WHAT YOU SHOULD DO
Output all of the entries beneath, exactly as written.
= = = =
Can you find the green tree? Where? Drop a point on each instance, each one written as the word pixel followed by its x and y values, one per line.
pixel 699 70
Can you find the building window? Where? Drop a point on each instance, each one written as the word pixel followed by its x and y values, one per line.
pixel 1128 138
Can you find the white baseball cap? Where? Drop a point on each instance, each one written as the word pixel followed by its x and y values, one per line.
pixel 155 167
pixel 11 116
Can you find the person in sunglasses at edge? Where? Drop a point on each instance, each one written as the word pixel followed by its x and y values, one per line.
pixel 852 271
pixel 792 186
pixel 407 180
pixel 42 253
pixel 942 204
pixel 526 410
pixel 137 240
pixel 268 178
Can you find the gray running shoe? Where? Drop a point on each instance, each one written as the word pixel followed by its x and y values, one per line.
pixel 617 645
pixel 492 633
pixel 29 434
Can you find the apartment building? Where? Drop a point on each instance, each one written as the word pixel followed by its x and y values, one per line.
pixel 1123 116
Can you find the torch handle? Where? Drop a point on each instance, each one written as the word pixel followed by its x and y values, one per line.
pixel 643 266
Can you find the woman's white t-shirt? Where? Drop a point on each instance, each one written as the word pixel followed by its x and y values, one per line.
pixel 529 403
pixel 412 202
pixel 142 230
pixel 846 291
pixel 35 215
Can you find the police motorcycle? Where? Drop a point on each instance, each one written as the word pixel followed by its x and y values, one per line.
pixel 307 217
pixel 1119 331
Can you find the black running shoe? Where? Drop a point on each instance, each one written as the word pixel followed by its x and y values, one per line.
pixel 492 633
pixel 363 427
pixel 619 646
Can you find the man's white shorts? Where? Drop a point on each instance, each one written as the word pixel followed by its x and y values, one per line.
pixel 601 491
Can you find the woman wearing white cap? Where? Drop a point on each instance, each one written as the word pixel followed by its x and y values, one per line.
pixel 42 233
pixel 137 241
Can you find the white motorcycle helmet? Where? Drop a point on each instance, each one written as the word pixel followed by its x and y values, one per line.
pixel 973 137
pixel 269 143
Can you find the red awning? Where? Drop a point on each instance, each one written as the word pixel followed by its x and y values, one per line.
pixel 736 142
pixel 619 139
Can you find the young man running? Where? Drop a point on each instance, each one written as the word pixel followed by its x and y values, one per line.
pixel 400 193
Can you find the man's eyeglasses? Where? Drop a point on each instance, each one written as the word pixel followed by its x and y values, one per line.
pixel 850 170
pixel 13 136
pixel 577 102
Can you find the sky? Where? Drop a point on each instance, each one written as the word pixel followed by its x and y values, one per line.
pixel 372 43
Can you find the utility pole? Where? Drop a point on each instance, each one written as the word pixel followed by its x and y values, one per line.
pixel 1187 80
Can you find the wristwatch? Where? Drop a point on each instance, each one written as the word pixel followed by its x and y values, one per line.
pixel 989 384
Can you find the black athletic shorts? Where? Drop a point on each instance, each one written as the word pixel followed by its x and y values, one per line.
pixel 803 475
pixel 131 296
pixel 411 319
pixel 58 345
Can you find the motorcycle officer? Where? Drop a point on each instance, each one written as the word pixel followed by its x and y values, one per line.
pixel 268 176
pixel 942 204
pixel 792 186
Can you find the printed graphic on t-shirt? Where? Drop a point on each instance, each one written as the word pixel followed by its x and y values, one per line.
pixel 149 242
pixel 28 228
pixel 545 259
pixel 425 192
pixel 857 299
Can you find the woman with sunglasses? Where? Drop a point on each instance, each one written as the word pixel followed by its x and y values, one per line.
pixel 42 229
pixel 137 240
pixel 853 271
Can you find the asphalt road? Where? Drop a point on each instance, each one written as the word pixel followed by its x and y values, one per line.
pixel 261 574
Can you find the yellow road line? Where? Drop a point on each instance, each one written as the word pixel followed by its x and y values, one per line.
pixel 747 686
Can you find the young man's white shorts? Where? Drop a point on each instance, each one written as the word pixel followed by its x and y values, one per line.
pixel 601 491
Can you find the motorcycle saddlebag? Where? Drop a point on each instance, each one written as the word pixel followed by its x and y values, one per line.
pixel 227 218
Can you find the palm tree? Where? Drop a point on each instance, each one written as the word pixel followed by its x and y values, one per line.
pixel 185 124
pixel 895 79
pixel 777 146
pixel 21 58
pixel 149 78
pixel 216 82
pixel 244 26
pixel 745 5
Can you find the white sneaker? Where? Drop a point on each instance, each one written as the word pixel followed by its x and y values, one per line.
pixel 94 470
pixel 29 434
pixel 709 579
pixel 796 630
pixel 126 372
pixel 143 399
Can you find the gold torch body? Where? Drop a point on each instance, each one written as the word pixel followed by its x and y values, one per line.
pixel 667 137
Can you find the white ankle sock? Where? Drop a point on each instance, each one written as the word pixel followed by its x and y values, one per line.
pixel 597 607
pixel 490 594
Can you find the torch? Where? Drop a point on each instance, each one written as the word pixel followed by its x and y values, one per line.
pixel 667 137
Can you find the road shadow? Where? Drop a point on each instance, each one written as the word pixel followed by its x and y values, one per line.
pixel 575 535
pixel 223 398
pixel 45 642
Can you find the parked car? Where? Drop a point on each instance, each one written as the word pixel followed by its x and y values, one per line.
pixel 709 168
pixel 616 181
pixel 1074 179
= = = =
RESPONSE AREA
Can you find the green tree? Where? Drop a point on each instance, each one written as the word pixel followed by its x and y values, one per line.
pixel 699 70
Can you find the building window? Where? Drop a point on each instance, each one written as the word pixel followed by its x and y values, one per line.
pixel 1128 138
Can you find the white baseball cap? Where? Drop a point on each instance, each one written as the word pixel followed by its x and y values, one per line.
pixel 155 167
pixel 11 116
Can you find the person in sunglasses at edge? Where? Drop a point on each instance, each one written as the word pixel followed by its x and y values, one per line.
pixel 852 271
pixel 792 186
pixel 407 180
pixel 42 253
pixel 942 204
pixel 526 410
pixel 137 240
pixel 268 178
Can you find the gray running shoe? Where? Drop a point on each instance, each one written as the word pixel followed by its x and y values, one per line.
pixel 617 645
pixel 492 633
pixel 29 434
Can you find the apartment building? Where? Drop a point on each instance, each one written as the word pixel followed by its x and y values, one per line.
pixel 1123 116
Can you find the torch handle? Where? Drop a point on each instance, each one written as the word pixel followed by its x and y values, one per line.
pixel 643 266
Can you find the woman's white t-shirt? Where? Drop a point on each instance, each one written as the word pixel followed by its x and y values, one per line.
pixel 529 403
pixel 412 202
pixel 142 230
pixel 846 291
pixel 35 215
Can you find the police motorcycle? Where? Drop a point on each instance, each one written as the word pixel followed by its x and y values, one per line.
pixel 307 217
pixel 1119 331
Can you find the black running shoe? Where? Drop a point on each instance, each one written as the word pixel followed by its x and y values, one per line.
pixel 492 633
pixel 363 427
pixel 619 646
Can you find the man's white shorts? Where? Drop a point on each instance, each one written as the word pixel followed by its x and y values, one per line.
pixel 601 491
Can you find the woman wearing white cap? Where? Drop a point on each instance, each one written as the word pixel followed by its x and y values, one per line.
pixel 42 233
pixel 137 241
Can you find the white motorcycle helmet? Where? Drop a point on each instance, each one written as the word pixel followed by its x and y values, one per line.
pixel 973 137
pixel 269 143
Can you find the red awning? Where? Drop a point on each instance, each one written as the word pixel followed by its x and y values, one per line.
pixel 736 142
pixel 619 139
Can you find the young man running? Where? Drop a point on each instance, each one written as the word pixel followed by its x and y values, one per line.
pixel 400 193
Can you find the man's eyeglasses? Where? Drop a point on each instance, each one written as the word pixel followed by its x and y values, one per line.
pixel 850 170
pixel 13 136
pixel 577 102
Can you find the sky? Where? Drop a point on each instance, each one written as the word pixel followed by its x and y values, one per line.
pixel 372 43
Can you find the utility pole? Where? Drop a point on each instance, each one written as the word pixel followed by its x and y values, one per line.
pixel 1187 80
Can you find the wristwatch? Where? Drop a point on each instance, each one written as the word pixel followed by its x and y values, one per line.
pixel 989 384
Can you find the black athletic shorts? Where? Drop a point on each instance, each one written as the word pixel followed by its x and y values, one per line.
pixel 803 475
pixel 131 296
pixel 411 319
pixel 58 345
Can you find the motorcycle officer? Where? Drop a point on each instance, each one written as the word pixel followed by its x and y values, one per line.
pixel 268 176
pixel 942 204
pixel 792 186
Can you find the printed graphic on t-shirt? Where? Drop a point on each instance, each one written as the word pixel followed by its x and y values, one per line.
pixel 149 242
pixel 28 228
pixel 545 259
pixel 425 192
pixel 857 299
Can you find the woman with sunglasses? Where? Drop a point on each instance, each one written as the word pixel followed by its x and y values, one per line.
pixel 42 229
pixel 137 240
pixel 853 271
Can you find the asphalt road? Where? Drop a point on each instance, each one written as the word pixel followed by its x and y values, one per line.
pixel 261 574
Can you find the yellow road line? Where? Drop a point on each instance, each one written as the word pixel followed by its x and y values, one per line.
pixel 747 686
Can you find the young man's white shorts? Where? Drop a point on each instance, each one written as the word pixel followed by its x and y values, one per line.
pixel 601 491
Can you find the motorcycle saddlebag? Where? Drop a point on each instance, each one written as the word pixel followed by its x and y values, one per line.
pixel 227 218
Can you find the palm tree? Where? Drop a point on each instance, each one written as the word pixel followed by its x and y values, one per line.
pixel 185 124
pixel 895 79
pixel 777 146
pixel 21 58
pixel 149 78
pixel 216 82
pixel 244 26
pixel 745 5
Can you find the white sneaker? Where? Drop a point on each instance, each one written as the word pixel followed by its x and y values, one per line.
pixel 94 470
pixel 29 434
pixel 709 579
pixel 796 630
pixel 126 372
pixel 143 399
Can you find the gold torch body? Where? Drop a point on each instance, each one written as the word pixel followed by its x and y values, one per line.
pixel 667 137
Can you find the white ankle sock? Where? Drop a point on each instance, each one written as the word pixel followed by its x and y values, one per line.
pixel 597 607
pixel 490 594
Can you find the torch? Where? Drop a point on each instance, each one written as the word pixel followed by its x and y values, one per line.
pixel 667 137
Can you find the road shadow? Where? Drop a point on each instance, each one written as the word pixel followed by its x and y values, one per line.
pixel 575 535
pixel 223 398
pixel 45 642
Can you find the parked car? Where? Drop a point on each instance, each one written as the word pixel followed by its x and y values, one per line.
pixel 709 168
pixel 616 181
pixel 1074 179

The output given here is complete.